- Excerpted passage
______

The bellwether index slowed down for the third consecutive week, in line with expectations. Given that the index is clearly struggling to break out of its upper channel, and the stochastic oscillator remains very firmly etched in the overbought zone, it can be said with reasonable confidence that the current swing is running out of legs, and the index is due for a retracement any time now. Given that the overall sentiment is positive and bullish, this retracement is unlikely to be significant, though. In fact, it may just end up being more of a ‘time correction’ than a ‘price correction’ given the strong bullish ‘risk-on’ undercurrent.
Pharma had a breakout week, with the CNX Pharma Index decisively breaking out past its 20 WMA levels, including a 3% plus mid-week single day rally. Another 300-point upside in the CNX Pharma will clearly signal a reversal of fortunes for the long-beleaguered sector.

______

- Dataset extract
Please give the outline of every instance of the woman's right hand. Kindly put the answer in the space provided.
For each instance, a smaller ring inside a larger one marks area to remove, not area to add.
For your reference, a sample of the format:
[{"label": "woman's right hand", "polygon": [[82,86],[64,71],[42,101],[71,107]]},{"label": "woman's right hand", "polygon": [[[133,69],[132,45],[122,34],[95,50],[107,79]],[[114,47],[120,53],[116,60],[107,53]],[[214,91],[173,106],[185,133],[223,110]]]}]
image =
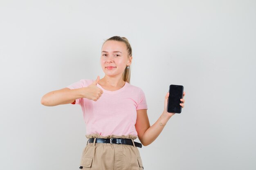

______

- What is needed
Reproduce the full text on the bellwether index and pharma, word for word. Rely solely on the text about the bellwether index and pharma for what comes next.

- Completed task
The bellwether index slowed down for the third consecutive week, in line with expectations. Given that the index is clearly struggling to break out of its upper channel, and the stochastic oscillator remains very firmly etched in the overbought zone, it can be said with reasonable confidence that the current swing is running out of legs, and the index is due for a retracement any time now. Given that the overall sentiment is positive and bullish, this retracement is unlikely to be significant, though. In fact, it may just end up being more of a ‘time correction’ than a ‘price correction’ given the strong bullish ‘risk-on’ undercurrent.
Pharma had a breakout week, with the CNX Pharma Index decisively breaking out past its 20 WMA levels, including a 3% plus mid-week single day rally. Another 300-point upside in the CNX Pharma will clearly signal a reversal of fortunes for the long-beleaguered sector.